Records pointing to named objects
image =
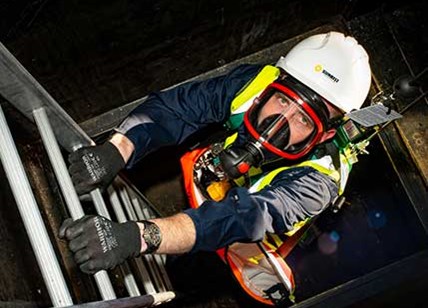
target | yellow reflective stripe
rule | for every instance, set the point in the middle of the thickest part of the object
(334, 174)
(296, 227)
(267, 75)
(229, 140)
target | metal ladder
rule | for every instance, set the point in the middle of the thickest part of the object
(20, 89)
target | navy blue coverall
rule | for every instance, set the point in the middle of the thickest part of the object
(169, 117)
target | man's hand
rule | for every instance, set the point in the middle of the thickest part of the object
(95, 167)
(98, 243)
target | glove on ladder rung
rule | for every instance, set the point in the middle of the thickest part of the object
(153, 268)
(121, 217)
(67, 188)
(29, 211)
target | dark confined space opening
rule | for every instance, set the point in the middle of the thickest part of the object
(376, 226)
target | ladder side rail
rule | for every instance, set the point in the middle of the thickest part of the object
(72, 200)
(33, 222)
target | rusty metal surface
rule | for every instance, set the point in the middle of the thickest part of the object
(21, 90)
(394, 53)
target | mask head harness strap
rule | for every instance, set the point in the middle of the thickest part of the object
(309, 102)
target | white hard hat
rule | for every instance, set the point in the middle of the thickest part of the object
(334, 66)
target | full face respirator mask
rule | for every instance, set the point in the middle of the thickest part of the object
(286, 121)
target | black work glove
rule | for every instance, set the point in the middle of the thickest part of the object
(100, 244)
(94, 167)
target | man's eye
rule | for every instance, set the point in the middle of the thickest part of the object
(304, 120)
(283, 101)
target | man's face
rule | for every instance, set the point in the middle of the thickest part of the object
(300, 125)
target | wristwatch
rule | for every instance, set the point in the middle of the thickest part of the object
(152, 236)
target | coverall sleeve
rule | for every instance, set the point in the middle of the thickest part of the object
(169, 117)
(294, 195)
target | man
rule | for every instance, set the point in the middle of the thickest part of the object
(269, 177)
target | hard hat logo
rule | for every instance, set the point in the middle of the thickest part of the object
(330, 75)
(319, 69)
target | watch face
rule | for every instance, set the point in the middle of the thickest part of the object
(152, 236)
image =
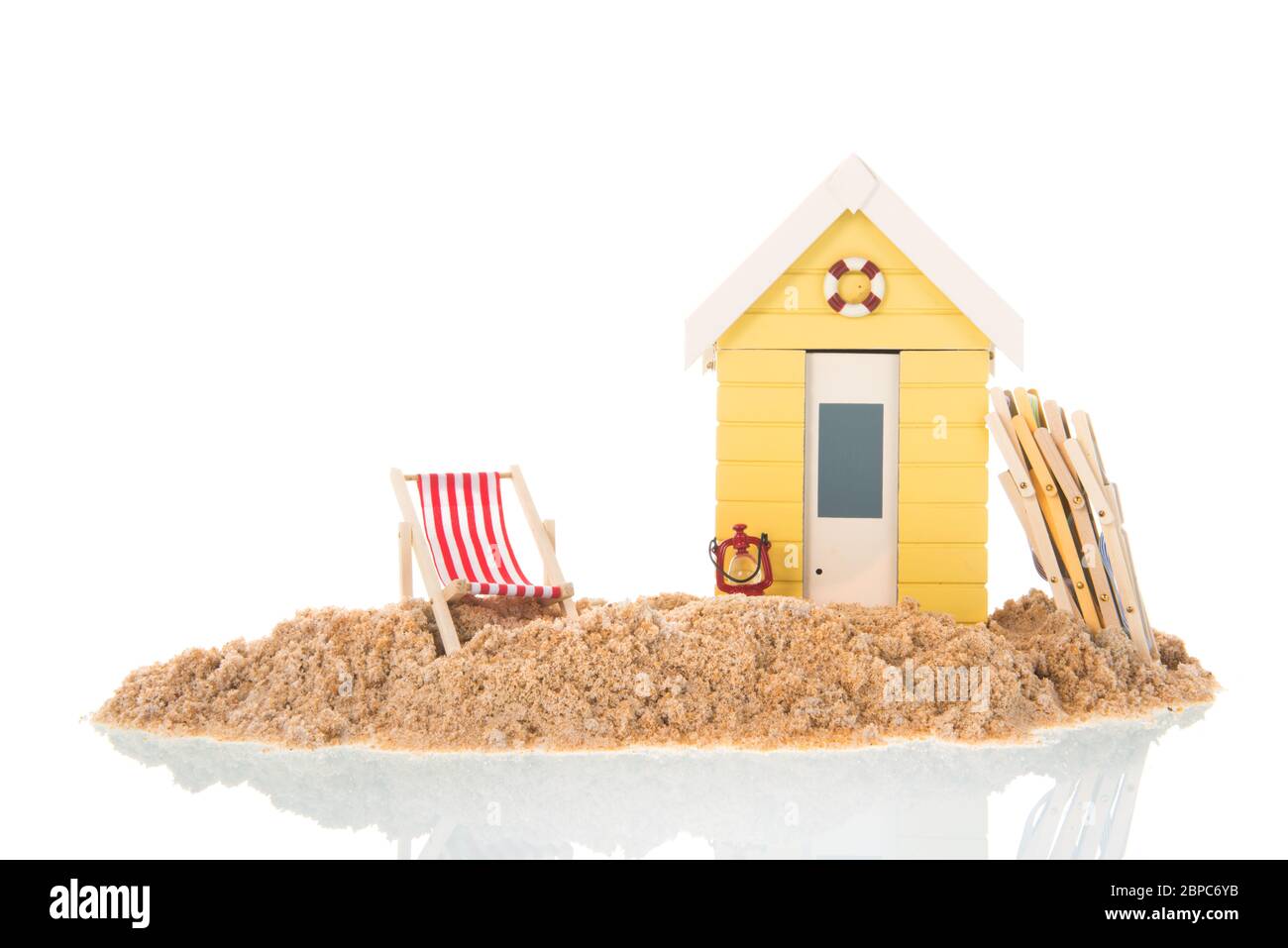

Your objective. Copy out verbatim the part of the material that opens with the line containing "target | coverall sleeve" and runs through the end of the material. Leave the pictures out of your copy.

Complete answer.
target | coverall sleeve
rule | for every instance, set the point in the middle of the thickest part of the object
(169, 117)
(294, 195)
target | man
rule | for every instance, set the point in the middle of the thickest part of the object
(269, 177)
target | hard hat logo
rule | for every instance, set the point in the middle of the thickest part of the object
(330, 75)
(319, 69)
target | watch face
rule | for every instance, set the point in the middle of the thickest part of the object
(152, 236)
image =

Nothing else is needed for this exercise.